Records to process →
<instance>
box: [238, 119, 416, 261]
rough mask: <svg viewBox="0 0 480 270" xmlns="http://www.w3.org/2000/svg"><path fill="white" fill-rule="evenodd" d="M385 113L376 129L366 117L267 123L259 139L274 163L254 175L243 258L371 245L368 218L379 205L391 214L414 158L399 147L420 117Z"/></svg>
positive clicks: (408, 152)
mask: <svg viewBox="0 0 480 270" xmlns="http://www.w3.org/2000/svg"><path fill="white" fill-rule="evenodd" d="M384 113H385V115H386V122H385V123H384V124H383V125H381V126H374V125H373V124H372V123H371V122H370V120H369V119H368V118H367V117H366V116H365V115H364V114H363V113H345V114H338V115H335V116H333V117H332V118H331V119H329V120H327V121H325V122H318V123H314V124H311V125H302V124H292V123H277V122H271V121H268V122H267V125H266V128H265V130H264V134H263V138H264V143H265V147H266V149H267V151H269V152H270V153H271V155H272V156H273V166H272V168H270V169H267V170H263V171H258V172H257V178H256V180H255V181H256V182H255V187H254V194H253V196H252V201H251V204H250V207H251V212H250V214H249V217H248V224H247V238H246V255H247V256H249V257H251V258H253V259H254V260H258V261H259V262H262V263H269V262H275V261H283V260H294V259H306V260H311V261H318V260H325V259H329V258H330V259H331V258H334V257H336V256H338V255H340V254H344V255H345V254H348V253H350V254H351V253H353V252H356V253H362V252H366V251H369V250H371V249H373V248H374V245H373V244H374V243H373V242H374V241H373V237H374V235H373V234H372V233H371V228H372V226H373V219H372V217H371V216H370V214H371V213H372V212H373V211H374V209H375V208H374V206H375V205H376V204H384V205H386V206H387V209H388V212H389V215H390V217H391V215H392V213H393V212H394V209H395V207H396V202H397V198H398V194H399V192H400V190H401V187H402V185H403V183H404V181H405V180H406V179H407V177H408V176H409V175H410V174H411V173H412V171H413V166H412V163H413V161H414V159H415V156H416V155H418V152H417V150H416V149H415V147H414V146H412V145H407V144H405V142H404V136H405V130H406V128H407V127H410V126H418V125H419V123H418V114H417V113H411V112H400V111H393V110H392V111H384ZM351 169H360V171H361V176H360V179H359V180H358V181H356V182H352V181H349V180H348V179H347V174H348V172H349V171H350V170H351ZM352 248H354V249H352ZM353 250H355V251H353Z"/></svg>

About this exercise → In the entries above, find the line holding "box: [238, 119, 416, 261]" and the line holding "rough mask: <svg"; print both of them and every line between, exactly, and nothing else.

Reply to the exercise →
box: [238, 119, 416, 261]
rough mask: <svg viewBox="0 0 480 270" xmlns="http://www.w3.org/2000/svg"><path fill="white" fill-rule="evenodd" d="M385 113L376 129L366 117L267 123L259 139L274 163L254 175L243 258L371 245L368 218L379 205L391 214L414 158L399 147L420 117Z"/></svg>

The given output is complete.